> **O que se pede**: Dê seguimento ao texto sobre a polémica surrealista com Mário Cesariny, prosseguindo a partir da última frase apresentada.

> **Excerto do documento**:
..............................

Quinta-feira, 24 de Fevereiro de 2011

Uma polémica surrealista

 

 

 

 

 

 

 

Carlos Loures

 

Em 1965 tive uma polémica com Mário Cesariny de Vasconcelos que me valeu a excomunhão do movimento surrealista. Cerca de dois anos antes, enviara ao Jornal de Letras e Artes, de Azevedo Martins, uma série de artigos sob o título «Demónios do Absurdo». Neles, em prosa surrealizante, exaltava figuras como as de Alfred Jarry, Jean-Arthur Rimbaud e Isidore Ducasse, Comte de Lautréamont, todos eles precursores do movimento lançado em 1924 pelo manifesto redigido por André Breton. O jornal não publicou nem (contra o que era habitual) me devolveu os textos. Protestei, não me responderam e eu esqueci o assunto. Até porque me envolvi numa alhada política que, em Janeiro de 1965, me levou à prisão. A polícia supunha-me um passarão importante, abusou dos esquemas habituais de «persuasão» e, depois, desiludida, vendo que não tinha «matéria» para me levar a tribunal, ao fim de três meses pôs-me na rua. Na realidade, eu era um elemento sem qualquer importância – distribuíra uns panfletos com a prosa do «Chico» Martins Rodrigues, recolhera uns fundos e pouco mais.

 

Vinha de muito mau humor e, colaborando no suplemento literário do Jornal de Notícias (na altura dirigido por Nuno Teixeira Neves) com uma crónica semanal sobre poesia, canalizei para essa croniqueta semanal todo o meu ódio ao estúpido sistema e a quantos, nomeadamente escritores supostamente de esquerda, pactuavam com o statu quo. – mais ou menos o que agora faço aqui, mas com a fúria dos vinte e poucos anos. A censura cortava muito, mas o que passava era mesmo assim excessivo – marxismo-leninismo, em estado puro e primário, sob a forma de crítica poética. Foi então, quando se comentava no pequeno planeta português das letras a minha fúria antifascista, concordando uns e discordando a maioria, que o Jornal de Letras e Artes resolveu pegar nos textos (quatro ou cinco) que lhes enviara e os publicou com todo o destaque na primeira página e com títulos (tirados do texto, mas escolhidos a dedo). O meu lirismo marxista-leninista sofreu um rude golpe. Os meus «apoiantes», a malta do «escacha-pessegueiro», ficaram desiludidos – «Mais um a baldar-se!», pensaram.

..............................

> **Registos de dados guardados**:
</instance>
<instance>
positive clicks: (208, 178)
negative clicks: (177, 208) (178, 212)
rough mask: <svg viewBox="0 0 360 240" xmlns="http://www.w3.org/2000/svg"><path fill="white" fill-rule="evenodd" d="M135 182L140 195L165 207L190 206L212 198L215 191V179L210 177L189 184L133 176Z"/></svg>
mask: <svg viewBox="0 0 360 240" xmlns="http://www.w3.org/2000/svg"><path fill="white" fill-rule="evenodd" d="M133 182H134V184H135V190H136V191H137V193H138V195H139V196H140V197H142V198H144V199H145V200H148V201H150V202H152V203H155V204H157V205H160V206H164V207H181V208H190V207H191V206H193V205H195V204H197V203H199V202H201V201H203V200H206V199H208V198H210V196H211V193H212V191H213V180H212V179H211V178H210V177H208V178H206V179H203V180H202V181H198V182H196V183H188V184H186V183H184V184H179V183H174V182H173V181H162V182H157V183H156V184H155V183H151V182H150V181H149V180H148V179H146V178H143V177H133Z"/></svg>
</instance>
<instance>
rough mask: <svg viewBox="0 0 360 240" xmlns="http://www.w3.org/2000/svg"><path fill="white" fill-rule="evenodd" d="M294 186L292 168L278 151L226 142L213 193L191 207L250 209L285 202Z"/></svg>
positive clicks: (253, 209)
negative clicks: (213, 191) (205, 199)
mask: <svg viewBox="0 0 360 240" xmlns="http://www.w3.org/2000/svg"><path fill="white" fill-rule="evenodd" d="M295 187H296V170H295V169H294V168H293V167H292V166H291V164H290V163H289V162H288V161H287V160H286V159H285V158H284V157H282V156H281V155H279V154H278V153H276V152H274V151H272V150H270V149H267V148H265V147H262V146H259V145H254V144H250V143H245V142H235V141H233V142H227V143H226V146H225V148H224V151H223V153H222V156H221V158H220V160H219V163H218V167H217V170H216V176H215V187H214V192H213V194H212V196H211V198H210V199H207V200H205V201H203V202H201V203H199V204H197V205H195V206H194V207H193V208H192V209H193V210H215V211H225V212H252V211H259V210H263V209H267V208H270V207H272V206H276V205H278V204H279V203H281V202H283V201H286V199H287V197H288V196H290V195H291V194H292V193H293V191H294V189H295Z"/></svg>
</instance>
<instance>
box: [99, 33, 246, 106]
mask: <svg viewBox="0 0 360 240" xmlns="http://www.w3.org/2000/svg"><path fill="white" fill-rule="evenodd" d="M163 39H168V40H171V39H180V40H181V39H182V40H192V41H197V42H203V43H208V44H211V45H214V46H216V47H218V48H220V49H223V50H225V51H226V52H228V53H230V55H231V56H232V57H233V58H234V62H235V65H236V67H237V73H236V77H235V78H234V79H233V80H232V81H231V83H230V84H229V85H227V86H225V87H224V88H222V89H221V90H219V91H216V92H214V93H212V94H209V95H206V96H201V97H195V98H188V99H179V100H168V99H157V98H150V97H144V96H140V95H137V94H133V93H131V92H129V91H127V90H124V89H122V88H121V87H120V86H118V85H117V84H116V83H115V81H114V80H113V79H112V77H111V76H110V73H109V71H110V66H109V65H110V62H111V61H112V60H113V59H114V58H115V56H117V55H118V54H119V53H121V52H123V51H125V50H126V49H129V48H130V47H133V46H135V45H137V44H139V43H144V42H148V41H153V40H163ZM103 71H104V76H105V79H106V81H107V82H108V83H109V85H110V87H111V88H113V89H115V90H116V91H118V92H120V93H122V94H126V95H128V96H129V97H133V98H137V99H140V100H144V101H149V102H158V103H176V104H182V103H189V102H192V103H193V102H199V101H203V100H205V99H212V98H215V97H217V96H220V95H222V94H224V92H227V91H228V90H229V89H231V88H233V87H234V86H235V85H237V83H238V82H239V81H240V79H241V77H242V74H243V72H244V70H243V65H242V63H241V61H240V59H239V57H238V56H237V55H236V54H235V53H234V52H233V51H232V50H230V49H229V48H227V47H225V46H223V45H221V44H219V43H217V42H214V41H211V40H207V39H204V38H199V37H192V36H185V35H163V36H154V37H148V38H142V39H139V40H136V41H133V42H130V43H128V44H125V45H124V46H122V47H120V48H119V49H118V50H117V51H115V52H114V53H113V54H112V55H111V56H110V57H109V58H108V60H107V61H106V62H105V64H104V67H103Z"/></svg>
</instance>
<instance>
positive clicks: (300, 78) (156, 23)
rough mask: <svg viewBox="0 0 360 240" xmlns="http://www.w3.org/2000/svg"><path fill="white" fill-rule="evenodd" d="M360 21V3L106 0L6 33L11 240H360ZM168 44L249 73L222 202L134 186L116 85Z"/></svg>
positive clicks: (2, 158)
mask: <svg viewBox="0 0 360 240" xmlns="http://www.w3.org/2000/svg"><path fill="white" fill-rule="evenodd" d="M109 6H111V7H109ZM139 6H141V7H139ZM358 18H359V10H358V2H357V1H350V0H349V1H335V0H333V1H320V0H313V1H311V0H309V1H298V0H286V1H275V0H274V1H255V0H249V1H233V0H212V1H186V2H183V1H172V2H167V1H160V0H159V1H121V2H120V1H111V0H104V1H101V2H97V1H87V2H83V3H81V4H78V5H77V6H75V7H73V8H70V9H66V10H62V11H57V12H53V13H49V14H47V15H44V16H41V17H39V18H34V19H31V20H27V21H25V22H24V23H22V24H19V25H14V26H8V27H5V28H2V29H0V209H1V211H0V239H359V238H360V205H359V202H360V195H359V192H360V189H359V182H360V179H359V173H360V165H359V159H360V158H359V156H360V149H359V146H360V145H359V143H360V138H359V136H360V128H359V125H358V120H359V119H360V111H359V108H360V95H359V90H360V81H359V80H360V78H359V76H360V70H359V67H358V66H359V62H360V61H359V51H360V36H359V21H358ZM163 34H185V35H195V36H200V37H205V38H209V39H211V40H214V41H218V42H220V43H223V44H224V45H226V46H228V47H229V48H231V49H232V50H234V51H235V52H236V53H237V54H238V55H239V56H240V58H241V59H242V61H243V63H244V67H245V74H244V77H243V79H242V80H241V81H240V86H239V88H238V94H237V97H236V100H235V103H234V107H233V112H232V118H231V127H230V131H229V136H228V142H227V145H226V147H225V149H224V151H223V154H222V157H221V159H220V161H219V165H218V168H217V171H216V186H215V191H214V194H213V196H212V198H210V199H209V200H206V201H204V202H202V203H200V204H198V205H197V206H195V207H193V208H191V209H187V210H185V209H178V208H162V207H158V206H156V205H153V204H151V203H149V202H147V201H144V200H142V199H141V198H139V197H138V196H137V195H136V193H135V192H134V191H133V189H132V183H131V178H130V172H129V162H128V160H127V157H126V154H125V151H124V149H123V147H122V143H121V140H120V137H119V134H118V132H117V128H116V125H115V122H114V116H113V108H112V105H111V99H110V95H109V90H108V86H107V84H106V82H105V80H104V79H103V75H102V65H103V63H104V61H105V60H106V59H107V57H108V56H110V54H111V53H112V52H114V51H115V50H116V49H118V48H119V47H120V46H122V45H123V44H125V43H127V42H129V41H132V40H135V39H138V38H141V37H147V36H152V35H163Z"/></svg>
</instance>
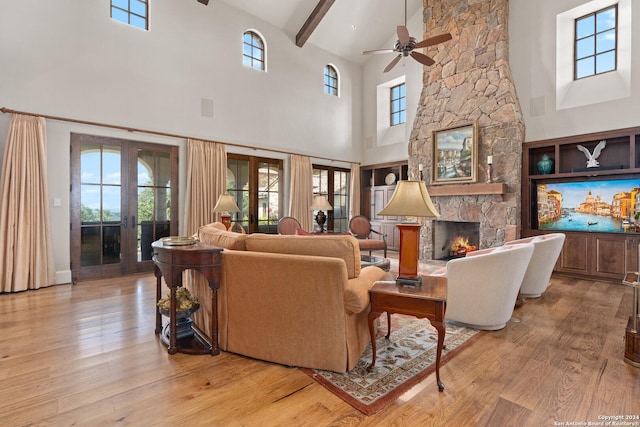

..............................

> **A sua resposta**:
Fiz então uma carta para o Jornal de Letras e Artes a pôr os pontos nos is – deixara de ser surrealista, o jornal manipulara as coisas, etc. O Mário Cesariny de Vasconcelos, o papa do surrealismo português, não me perdoou e numa carta, que o jornal publicou verberava a minha abjuração, acusando-me de me ter aburguesado. Vi-me obrigado a responder. Com o mau humor decorrente da porrada que levara e das longas noites de insónia forçada, não estava com paciência para aturar reprimendas de quem, merecendo-me o respeito devido a um grande poeta, passava os dias no café ou nos transportes públicos a tentar engatar marinheiros (Cesariny tinha um grande fascínio pelas fardas). E, isto é que conta, no intervalo destas coisas, escrevia a sua maravilhosa poesia.

 

Enfim, foi um corte completo. O meu nome que até então, figurava nas publicações surrealistas, foi limpo numa manobra que faz lembrar as técnicas da Checa, limpando Trotsky e outros elementos inconvenientes das fotografias históricas. Coisa que nada me preocupou. De facto, Cesariny tinha toda a razão. Nada tenho a ver com o surrealismo, embora tenha promovido e editado uma das poucas revistas que o movimento produziu. Explico como aconteceu essa revista, a Pirâmide», num depoimento prestado ao Daniel Pires. Note-se que o Benjamim Marques, um talentoso artista plástico, cujo rasto perdi (sei que foi para França ainda nos anos 60), no único registo gráfico que existe do grupo do Gelo, um desenho em que retratou as pessoas que o compunham, não me incluiu, embora não se tenha esquecido de uma rapariga, a Tininha (que por gralha passou à posteridade como «Fininha», uma jovem da mais antiga corporação profissional do mundo, que trabalhava no Ritz Club, e às vezes passava ali pelo café, mas que , de modo algum, era um elemento do grupo).

 

Por outro lado, designa o João Fernandes, um membro tão respeitável como os outros, por «João Zanaga» uma alcunha que aludia a um estrabismo que, ouvi dizer, corrigiu depois com uma cirurgia. O pormenor curioso é que eu, que fui excluído, e o João Fernandes que foi alcunhado, éramos, em todo o grupo, as pessoas que o Benjamim Marques melhor conhecia. Priváramos durante muitos anos, entre a infância e a adolescência no Ateneu, onde estudámos juntos. Falta também no retrato o João Vieira que era já um pintor com algum nome. Uma forma de acertar contas com inimigos de infância e concorrentes? Talvez, pois, apesar de tudo, não acredito que o Cesariny lhe tivesse guiado a mão e na altura em que o desenho foi feito eu não caíra ainda em desgraça.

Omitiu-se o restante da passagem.